=== Given passage ===
Unlike that IKEA Gevorgivøorganschmoöorgan daybed you recently purchased, illness doesn’t come with an instruction manual. Not even a crappy one that substitutes actual words with crude stick figure drawings. And no complimentary Allen wrench for you, so good luck figuring this whole thing out.
But all is not lost, fellow sickie. Over the five and a half years I have been dealing with my desmoid tumor diagnosis I have amassed a wealth of unsolicited advice and dicey information collected in frantic late night google searches. Being the generous philanthropist that I am, I’m more than happy to share it all with you. What can I say? I’m a giver.
With my guaranteed* patent pending** foolproof*** advice you can make this difficult time in your life as easy as possible. As well as please everyone around you, including your garbage man, your spouse’s third cousin once removed, and that chick you went to high school with who has never once interacted with you since you became Facebook friends 8 years ago. After all, their comfort with your illness should be your number one goal, right?
At the beginning of your search for answers, make sure to only find a physician through your insurance directory to ensure you won’t be overcharged. You’d be a fool not to take this cost saving step.

=== Entries shown ===
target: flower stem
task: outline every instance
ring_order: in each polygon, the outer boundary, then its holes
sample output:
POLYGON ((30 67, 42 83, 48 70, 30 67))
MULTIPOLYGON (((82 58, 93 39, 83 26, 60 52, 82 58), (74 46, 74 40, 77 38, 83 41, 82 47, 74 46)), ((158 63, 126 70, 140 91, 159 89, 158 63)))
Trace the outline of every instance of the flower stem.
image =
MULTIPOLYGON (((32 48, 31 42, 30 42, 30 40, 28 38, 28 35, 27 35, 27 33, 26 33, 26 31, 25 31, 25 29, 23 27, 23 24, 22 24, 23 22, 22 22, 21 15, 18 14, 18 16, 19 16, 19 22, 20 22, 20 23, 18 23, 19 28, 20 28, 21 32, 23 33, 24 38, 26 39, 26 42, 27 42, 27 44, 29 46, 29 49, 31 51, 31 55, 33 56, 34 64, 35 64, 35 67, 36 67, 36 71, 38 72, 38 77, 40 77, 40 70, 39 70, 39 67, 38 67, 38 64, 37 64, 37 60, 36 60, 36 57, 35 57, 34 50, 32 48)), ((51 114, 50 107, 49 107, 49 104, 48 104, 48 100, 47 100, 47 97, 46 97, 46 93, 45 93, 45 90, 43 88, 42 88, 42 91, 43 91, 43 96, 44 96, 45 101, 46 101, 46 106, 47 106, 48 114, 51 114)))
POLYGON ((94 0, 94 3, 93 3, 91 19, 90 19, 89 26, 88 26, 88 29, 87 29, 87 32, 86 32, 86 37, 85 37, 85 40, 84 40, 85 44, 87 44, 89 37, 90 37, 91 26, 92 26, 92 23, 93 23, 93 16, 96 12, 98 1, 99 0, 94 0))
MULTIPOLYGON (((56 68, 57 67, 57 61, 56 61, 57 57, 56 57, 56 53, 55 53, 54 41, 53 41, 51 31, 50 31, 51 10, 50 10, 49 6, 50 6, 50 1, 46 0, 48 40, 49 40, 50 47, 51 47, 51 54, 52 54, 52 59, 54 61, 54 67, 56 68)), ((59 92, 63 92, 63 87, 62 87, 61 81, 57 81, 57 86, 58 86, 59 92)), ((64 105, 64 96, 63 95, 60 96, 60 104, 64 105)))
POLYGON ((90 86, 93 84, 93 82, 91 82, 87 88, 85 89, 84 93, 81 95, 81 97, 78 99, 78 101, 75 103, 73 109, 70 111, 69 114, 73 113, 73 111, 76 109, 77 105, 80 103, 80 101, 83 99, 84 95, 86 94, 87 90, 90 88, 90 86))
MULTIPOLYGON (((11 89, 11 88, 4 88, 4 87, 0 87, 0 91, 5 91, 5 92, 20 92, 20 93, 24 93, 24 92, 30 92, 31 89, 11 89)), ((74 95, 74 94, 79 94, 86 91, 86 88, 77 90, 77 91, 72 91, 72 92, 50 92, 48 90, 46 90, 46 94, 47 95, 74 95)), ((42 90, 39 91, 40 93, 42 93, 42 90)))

=== Tasks and exercises ===
A - In the illness advice passage above, how long has the writer been dealing with the desmoid tumor diagnosis?
B - Please rewrite the paragraph of the illness advice passage above that begins "With my guaranteed" as a short bulleted list, keeping its main points.

=== Expected outputs ===
A - Five and a half years.

B -
- The advice is called guaranteed, patent pending, and foolproof.
- It claims to make this difficult time in your life as easy as possible.
- It also claims to please everyone around you, including your garbage man, your spouse's third cousin once removed, and a high school acquaintance who has never interacted with you since you became Facebook friends 8 years ago.
- It asks whether their comfort with your illness should be your number one goal.